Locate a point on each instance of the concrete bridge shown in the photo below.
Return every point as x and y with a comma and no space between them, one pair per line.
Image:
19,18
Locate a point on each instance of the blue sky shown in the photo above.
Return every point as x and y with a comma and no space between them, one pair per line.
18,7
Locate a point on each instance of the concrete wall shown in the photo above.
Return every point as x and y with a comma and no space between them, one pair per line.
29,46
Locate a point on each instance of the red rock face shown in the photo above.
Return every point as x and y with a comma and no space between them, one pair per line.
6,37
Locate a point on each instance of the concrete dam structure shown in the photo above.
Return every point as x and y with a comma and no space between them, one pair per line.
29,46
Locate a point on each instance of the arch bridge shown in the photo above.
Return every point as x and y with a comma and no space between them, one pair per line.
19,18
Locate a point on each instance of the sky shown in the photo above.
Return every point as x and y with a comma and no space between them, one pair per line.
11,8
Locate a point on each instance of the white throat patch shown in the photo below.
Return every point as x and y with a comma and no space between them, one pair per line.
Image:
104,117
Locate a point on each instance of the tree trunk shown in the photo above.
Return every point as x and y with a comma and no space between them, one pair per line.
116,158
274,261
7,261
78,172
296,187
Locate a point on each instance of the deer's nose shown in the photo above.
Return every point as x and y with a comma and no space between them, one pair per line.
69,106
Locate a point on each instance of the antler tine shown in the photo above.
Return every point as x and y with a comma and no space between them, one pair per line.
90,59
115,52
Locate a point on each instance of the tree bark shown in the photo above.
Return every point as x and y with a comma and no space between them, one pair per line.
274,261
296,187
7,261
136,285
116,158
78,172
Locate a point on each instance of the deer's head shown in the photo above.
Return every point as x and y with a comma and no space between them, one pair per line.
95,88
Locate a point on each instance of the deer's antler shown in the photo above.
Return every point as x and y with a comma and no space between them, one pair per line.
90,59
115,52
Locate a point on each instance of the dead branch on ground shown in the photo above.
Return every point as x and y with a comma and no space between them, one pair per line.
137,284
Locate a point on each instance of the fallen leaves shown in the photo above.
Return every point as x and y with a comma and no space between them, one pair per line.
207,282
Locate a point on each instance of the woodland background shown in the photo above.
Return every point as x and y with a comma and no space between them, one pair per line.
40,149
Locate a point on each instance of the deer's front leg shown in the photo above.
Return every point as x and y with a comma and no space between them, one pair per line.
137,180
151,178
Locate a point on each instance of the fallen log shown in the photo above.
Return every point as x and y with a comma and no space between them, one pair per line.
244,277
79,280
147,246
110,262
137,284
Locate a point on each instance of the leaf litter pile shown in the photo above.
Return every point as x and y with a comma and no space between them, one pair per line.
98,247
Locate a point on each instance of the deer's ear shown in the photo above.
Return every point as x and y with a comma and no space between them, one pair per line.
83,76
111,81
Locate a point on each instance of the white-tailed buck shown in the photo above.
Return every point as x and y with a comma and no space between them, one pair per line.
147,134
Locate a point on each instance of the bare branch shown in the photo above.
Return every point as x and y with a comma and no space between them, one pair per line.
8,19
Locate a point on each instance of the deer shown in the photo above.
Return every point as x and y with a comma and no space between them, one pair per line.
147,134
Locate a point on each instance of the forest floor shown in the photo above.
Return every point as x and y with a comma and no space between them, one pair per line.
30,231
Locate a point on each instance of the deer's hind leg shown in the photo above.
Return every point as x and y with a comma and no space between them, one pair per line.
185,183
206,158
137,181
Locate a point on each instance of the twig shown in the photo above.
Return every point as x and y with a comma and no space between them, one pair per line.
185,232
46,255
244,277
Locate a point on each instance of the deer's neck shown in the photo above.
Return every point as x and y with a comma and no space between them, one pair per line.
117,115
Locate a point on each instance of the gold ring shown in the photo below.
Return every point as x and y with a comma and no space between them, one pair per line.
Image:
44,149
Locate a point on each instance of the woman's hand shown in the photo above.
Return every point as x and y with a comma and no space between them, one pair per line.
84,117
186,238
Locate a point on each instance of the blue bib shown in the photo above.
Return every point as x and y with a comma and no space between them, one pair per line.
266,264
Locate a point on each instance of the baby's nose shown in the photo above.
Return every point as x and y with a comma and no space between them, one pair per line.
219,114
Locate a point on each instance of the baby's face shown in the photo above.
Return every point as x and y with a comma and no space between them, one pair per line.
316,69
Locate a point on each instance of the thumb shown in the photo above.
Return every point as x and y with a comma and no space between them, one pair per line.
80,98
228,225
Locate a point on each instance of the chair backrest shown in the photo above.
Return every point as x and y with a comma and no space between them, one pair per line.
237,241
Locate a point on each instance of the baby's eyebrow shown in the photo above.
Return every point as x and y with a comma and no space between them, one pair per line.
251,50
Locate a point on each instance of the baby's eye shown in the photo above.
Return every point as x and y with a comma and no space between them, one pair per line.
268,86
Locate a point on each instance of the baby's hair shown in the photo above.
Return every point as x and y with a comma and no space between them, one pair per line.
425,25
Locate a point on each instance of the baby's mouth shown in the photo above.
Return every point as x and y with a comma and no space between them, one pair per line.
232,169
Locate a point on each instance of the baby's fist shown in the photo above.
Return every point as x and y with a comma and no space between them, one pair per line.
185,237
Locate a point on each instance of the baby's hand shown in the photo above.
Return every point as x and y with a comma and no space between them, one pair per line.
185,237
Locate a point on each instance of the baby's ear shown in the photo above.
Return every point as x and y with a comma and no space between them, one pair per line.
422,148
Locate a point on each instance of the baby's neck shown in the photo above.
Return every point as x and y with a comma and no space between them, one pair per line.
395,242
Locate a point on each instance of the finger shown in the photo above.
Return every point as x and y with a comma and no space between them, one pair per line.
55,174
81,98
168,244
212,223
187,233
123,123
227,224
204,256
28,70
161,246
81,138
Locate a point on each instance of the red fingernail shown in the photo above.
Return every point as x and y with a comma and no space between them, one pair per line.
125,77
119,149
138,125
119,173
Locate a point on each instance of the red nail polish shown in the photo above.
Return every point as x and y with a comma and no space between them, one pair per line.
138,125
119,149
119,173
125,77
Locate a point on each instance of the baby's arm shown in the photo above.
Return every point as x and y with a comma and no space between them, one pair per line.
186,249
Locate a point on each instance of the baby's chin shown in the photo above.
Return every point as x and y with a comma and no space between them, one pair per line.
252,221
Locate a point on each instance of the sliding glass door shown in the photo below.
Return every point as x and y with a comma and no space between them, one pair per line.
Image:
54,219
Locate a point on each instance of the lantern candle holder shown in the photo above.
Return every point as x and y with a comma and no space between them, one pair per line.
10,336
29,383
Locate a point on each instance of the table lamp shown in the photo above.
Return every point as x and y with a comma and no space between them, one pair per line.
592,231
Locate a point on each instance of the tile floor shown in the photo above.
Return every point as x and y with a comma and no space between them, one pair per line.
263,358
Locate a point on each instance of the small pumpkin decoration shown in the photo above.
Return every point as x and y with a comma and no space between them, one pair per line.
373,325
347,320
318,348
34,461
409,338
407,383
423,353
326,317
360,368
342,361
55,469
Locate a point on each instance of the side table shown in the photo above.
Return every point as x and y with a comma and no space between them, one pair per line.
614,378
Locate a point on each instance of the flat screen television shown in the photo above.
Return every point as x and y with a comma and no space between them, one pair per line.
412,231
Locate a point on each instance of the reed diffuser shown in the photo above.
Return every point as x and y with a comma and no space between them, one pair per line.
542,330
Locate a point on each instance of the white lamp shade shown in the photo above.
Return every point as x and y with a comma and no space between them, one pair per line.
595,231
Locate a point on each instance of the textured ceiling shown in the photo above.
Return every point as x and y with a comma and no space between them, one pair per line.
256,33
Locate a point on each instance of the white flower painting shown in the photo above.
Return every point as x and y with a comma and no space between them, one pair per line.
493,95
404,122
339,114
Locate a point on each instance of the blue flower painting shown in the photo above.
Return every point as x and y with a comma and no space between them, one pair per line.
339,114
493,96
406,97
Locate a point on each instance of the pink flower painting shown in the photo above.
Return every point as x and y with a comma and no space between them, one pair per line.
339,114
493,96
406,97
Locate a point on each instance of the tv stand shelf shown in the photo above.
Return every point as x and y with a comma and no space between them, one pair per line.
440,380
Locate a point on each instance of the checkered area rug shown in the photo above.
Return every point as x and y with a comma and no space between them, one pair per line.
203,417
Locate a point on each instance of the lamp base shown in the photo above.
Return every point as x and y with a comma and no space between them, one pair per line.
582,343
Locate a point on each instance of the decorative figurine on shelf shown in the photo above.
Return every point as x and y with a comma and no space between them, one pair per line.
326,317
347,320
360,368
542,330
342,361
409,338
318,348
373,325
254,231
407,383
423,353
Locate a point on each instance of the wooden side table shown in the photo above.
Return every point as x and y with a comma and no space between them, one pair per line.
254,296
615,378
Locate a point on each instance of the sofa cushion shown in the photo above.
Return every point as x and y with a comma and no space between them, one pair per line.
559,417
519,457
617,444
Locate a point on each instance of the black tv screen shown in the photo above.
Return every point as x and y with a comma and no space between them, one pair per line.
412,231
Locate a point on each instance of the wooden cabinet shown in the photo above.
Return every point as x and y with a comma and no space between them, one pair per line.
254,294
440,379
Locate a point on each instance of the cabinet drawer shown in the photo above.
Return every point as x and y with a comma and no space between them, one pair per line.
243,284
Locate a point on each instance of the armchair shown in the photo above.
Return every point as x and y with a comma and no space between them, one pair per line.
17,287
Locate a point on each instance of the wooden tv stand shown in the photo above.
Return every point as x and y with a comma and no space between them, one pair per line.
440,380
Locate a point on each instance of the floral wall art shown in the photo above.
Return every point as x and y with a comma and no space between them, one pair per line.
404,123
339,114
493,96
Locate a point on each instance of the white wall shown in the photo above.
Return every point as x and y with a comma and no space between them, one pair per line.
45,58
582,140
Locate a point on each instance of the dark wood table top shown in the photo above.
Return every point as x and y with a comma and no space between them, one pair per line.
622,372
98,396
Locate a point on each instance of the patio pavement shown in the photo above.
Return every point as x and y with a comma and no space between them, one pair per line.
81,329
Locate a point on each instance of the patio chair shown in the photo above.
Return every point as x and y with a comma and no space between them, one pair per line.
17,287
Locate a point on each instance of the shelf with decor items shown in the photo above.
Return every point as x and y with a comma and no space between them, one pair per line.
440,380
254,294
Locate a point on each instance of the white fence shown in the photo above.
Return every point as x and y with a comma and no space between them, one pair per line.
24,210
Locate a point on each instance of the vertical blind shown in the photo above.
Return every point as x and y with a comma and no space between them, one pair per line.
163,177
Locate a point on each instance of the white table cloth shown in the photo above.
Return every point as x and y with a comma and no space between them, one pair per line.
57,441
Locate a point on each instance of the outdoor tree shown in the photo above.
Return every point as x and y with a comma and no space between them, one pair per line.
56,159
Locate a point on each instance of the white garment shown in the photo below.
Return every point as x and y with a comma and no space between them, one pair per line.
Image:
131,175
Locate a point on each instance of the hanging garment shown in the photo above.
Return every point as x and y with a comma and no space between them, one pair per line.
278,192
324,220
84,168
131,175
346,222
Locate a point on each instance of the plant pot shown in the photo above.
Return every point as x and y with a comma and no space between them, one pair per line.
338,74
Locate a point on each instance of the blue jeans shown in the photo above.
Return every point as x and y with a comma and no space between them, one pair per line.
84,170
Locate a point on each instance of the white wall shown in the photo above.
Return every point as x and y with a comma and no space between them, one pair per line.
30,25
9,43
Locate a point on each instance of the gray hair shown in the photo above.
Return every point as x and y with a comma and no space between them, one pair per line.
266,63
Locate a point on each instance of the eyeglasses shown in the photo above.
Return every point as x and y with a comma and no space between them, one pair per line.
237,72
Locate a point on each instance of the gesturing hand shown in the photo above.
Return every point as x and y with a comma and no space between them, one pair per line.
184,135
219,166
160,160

- **GIVEN PROBLEM**: Copy exactly, and only, the lines from the one containing "Locate a point on each instance of the blue jeans" through the last line of the listing.

- **COMPLETE OUTPUT**:
Locate a point on each instance of the blue jeans shown in the photo above.
Return every point as x and y with a comma and no space between them, one pair per line.
84,170
Locate a point on each instance of the white wall shown in the photo above.
Return every point as x and y with a comma and no space between them, one pair per line.
30,25
9,43
Locate a point on each instance of the gray hair shown in the photo above.
Return every point as x and y with a comma and no space between them, one pair per line.
266,63
Locate a point on each instance of the eyeglasses shown in the photo above.
Return every point as x and y with a comma and no space between them, one pair per line.
237,72
Locate a point on each instance of the gesturing hand shown in the photo above.
Return every point as x and y with a comma and no space between them, one pair per line.
184,135
219,166
160,160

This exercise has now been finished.